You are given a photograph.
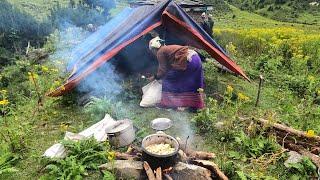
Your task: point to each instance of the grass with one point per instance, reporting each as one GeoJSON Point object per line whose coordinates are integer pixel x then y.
{"type": "Point", "coordinates": [39, 9]}
{"type": "Point", "coordinates": [239, 19]}
{"type": "Point", "coordinates": [48, 128]}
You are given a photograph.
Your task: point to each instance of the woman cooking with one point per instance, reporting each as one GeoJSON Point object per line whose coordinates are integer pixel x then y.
{"type": "Point", "coordinates": [181, 72]}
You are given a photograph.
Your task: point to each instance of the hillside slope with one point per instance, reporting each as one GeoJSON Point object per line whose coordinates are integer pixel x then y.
{"type": "Point", "coordinates": [306, 12]}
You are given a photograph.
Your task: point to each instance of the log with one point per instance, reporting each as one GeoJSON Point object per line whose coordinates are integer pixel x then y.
{"type": "Point", "coordinates": [167, 176]}
{"type": "Point", "coordinates": [290, 130]}
{"type": "Point", "coordinates": [212, 167]}
{"type": "Point", "coordinates": [314, 158]}
{"type": "Point", "coordinates": [125, 169]}
{"type": "Point", "coordinates": [148, 170]}
{"type": "Point", "coordinates": [195, 154]}
{"type": "Point", "coordinates": [183, 157]}
{"type": "Point", "coordinates": [159, 174]}
{"type": "Point", "coordinates": [190, 172]}
{"type": "Point", "coordinates": [125, 156]}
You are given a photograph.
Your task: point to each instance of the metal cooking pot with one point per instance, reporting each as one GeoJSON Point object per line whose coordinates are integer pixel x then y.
{"type": "Point", "coordinates": [156, 160]}
{"type": "Point", "coordinates": [122, 134]}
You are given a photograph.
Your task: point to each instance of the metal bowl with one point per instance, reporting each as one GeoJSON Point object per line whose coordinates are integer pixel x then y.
{"type": "Point", "coordinates": [161, 124]}
{"type": "Point", "coordinates": [156, 160]}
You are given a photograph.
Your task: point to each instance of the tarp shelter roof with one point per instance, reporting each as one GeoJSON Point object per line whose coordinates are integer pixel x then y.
{"type": "Point", "coordinates": [181, 3]}
{"type": "Point", "coordinates": [130, 25]}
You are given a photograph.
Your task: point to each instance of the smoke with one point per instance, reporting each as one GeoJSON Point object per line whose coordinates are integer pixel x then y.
{"type": "Point", "coordinates": [182, 127]}
{"type": "Point", "coordinates": [103, 82]}
{"type": "Point", "coordinates": [74, 38]}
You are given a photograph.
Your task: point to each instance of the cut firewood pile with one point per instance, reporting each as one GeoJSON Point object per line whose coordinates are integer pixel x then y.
{"type": "Point", "coordinates": [304, 143]}
{"type": "Point", "coordinates": [188, 165]}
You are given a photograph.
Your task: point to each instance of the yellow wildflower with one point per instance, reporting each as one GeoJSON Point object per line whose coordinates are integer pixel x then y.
{"type": "Point", "coordinates": [200, 90]}
{"type": "Point", "coordinates": [311, 78]}
{"type": "Point", "coordinates": [3, 91]}
{"type": "Point", "coordinates": [4, 102]}
{"type": "Point", "coordinates": [310, 133]}
{"type": "Point", "coordinates": [64, 127]}
{"type": "Point", "coordinates": [44, 68]}
{"type": "Point", "coordinates": [229, 89]}
{"type": "Point", "coordinates": [242, 97]}
{"type": "Point", "coordinates": [111, 155]}
{"type": "Point", "coordinates": [32, 76]}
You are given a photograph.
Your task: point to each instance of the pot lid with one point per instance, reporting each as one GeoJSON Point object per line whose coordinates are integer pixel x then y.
{"type": "Point", "coordinates": [161, 124]}
{"type": "Point", "coordinates": [121, 125]}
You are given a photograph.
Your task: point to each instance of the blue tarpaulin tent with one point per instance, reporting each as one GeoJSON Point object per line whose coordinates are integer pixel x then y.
{"type": "Point", "coordinates": [130, 25]}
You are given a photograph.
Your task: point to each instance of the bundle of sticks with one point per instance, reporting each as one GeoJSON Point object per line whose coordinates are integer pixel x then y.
{"type": "Point", "coordinates": [293, 139]}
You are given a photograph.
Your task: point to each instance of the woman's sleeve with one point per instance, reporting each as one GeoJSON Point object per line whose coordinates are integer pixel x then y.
{"type": "Point", "coordinates": [163, 68]}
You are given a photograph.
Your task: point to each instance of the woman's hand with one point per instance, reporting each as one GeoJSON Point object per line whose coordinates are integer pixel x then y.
{"type": "Point", "coordinates": [151, 78]}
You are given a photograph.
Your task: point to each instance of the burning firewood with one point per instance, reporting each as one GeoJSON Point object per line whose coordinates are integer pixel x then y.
{"type": "Point", "coordinates": [149, 171]}
{"type": "Point", "coordinates": [168, 177]}
{"type": "Point", "coordinates": [158, 174]}
{"type": "Point", "coordinates": [212, 167]}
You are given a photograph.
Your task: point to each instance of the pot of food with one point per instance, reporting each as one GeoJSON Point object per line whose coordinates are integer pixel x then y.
{"type": "Point", "coordinates": [160, 150]}
{"type": "Point", "coordinates": [122, 134]}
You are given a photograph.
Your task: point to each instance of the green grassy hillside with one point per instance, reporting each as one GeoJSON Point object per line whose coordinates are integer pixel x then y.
{"type": "Point", "coordinates": [286, 54]}
{"type": "Point", "coordinates": [282, 10]}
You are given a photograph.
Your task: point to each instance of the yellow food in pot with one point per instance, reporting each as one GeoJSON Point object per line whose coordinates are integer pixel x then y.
{"type": "Point", "coordinates": [160, 149]}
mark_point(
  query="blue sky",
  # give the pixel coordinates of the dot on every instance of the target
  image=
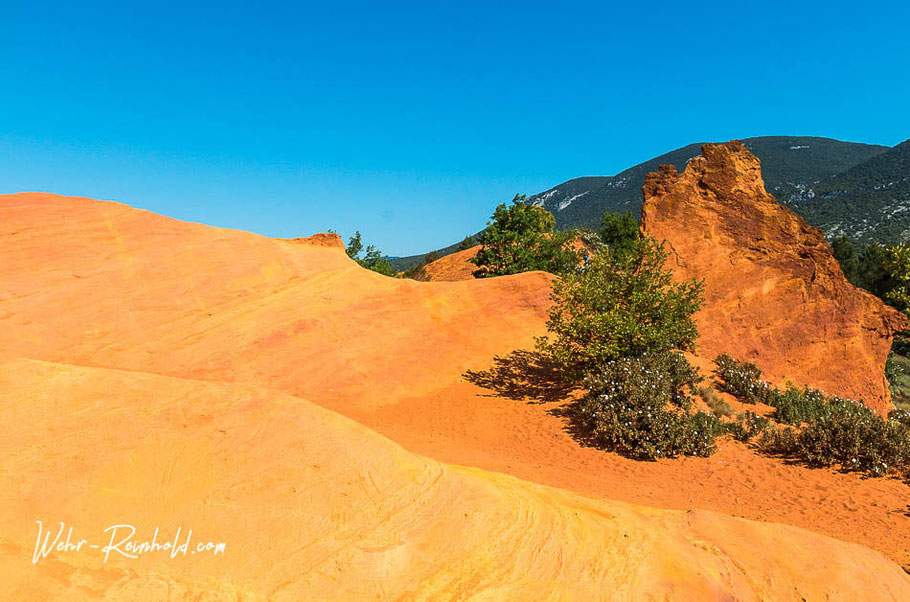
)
(411, 121)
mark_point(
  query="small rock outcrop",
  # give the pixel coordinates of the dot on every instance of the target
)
(774, 292)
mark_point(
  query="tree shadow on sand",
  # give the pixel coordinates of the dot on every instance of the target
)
(523, 375)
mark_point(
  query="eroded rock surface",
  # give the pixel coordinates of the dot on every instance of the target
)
(775, 294)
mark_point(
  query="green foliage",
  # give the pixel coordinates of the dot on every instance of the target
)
(859, 441)
(464, 245)
(742, 380)
(829, 430)
(620, 232)
(848, 258)
(719, 407)
(521, 238)
(866, 269)
(621, 324)
(867, 202)
(897, 264)
(372, 258)
(414, 272)
(629, 409)
(620, 306)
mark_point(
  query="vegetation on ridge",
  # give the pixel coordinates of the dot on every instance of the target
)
(521, 238)
(372, 258)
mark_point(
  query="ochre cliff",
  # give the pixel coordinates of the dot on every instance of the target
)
(774, 293)
(450, 268)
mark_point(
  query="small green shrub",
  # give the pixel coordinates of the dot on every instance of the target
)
(742, 380)
(634, 407)
(901, 415)
(830, 430)
(719, 407)
(620, 306)
(897, 371)
(747, 426)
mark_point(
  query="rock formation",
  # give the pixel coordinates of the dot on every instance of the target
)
(450, 268)
(313, 506)
(775, 294)
(173, 372)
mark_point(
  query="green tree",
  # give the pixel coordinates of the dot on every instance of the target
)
(619, 231)
(846, 255)
(521, 238)
(623, 305)
(897, 264)
(467, 243)
(372, 258)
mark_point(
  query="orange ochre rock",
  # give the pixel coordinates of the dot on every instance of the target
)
(774, 293)
(164, 374)
(451, 268)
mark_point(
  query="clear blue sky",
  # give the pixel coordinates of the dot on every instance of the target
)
(410, 121)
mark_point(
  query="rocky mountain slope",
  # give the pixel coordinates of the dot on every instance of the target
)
(109, 300)
(311, 505)
(868, 202)
(774, 293)
(790, 164)
(793, 168)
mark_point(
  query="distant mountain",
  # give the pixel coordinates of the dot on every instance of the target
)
(796, 170)
(790, 166)
(867, 202)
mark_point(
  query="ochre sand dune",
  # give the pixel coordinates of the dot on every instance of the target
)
(101, 284)
(312, 505)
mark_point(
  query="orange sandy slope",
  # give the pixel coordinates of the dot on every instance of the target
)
(101, 284)
(312, 505)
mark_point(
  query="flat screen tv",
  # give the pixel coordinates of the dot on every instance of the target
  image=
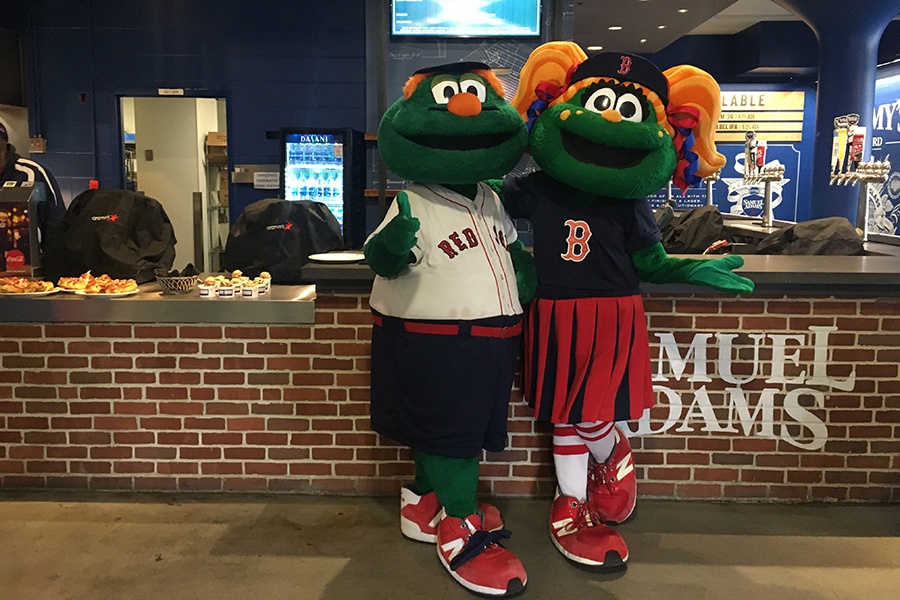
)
(466, 18)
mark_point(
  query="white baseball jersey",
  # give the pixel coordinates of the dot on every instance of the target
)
(462, 269)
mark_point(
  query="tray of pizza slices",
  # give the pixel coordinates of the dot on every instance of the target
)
(101, 286)
(22, 286)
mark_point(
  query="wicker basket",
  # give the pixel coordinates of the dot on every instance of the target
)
(177, 285)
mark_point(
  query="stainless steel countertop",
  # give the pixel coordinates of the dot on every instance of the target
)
(772, 274)
(283, 304)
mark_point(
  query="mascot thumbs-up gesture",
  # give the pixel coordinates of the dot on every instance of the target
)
(447, 309)
(606, 131)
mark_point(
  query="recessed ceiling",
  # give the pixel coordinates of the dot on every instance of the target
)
(660, 22)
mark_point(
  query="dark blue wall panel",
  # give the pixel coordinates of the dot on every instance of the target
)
(278, 63)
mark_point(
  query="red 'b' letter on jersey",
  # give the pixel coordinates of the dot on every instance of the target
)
(579, 234)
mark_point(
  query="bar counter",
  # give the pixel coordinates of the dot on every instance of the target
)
(772, 274)
(789, 394)
(282, 304)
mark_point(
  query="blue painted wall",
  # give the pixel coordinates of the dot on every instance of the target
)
(278, 63)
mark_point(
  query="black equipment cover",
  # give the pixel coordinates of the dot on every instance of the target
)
(834, 236)
(278, 236)
(693, 231)
(119, 233)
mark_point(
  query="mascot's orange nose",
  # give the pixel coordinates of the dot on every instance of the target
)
(464, 105)
(611, 115)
━━━━
Return every line of the material that contains the string "mascot", matching case exactly.

** SOLUTION FOR THIS TASK **
  query="mascot thumbs-up gesture",
  query="mascot's orange nose",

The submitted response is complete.